Given passage |
⟨

Monday, September 16, 2013

Classic Review: The Phantom Tollbooth

Premise: Milo is transported to a land where the king of Dictionopolis loves words and the king of Digitopia loves numbers. The only solution to this problem is for Milo and his two friends to rescue the princesses, Rhyme and Reason, from imprisonment.

Title: The Phantom Tollbooth
Author: Norton Juster
Length: 272 pages
Genre: Fantasy
Series or Stand Alone: Stand Alone
Content Appropriate For: Grades 3-8

Three adjectives that describe this book: complex, amusing, fanciful

So... I may take some heat for this review. The Phantom Tollbooth is well-loved by many a folk, but I just couldn't get into it. I mean - YES, it's quirky and fun. And YES, the constant word play is nerd-core goodness. And YES, there are some thoughtful take-aways about appreciating life and the world all around you. BUT...

All that word play just got to be so doggone tiring. Every single character. And every single setting. And every single event was designed for quirky, fun times and messages for life. By the time we got to the The Senses Taker - who both takes a census and takes away your senses - I was completely exhausted. The whole thing just seemed too obvious for me.

⟩

Material provided |
⟨

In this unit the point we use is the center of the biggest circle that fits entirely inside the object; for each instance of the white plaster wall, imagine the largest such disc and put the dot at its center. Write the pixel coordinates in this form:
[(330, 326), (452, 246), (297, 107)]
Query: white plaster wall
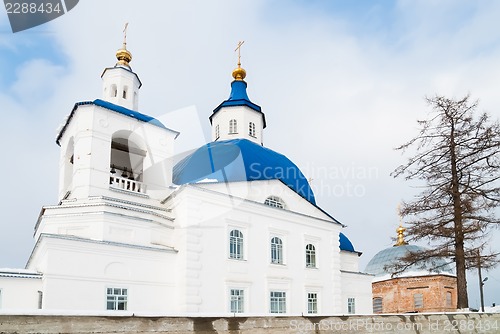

⟩

Short problem | Continue the review of The Phantom Tollbooth above, starting right after its last sentence.

Response below |
Then there's the issue of readability. The Phantom Tollbooth is a classic novel for children. As a fifth grade teacher who talks with her students about books every day, I usually have no problem putting myself in their shoes while reading. This time, though, I found that to be very challenging. Most of my students really struggle with common idioms and proverbs. The humor and characterization in The Phantom Tollbooth are really driven by idioms and proverbs, including those that aren't so common. While reading I kept wondering, "Would a student be engaged in the novel if he missed all the word play humor?" I'm not sure. Maybe the solution is to get this classic into the hands of some of my students.

Until then...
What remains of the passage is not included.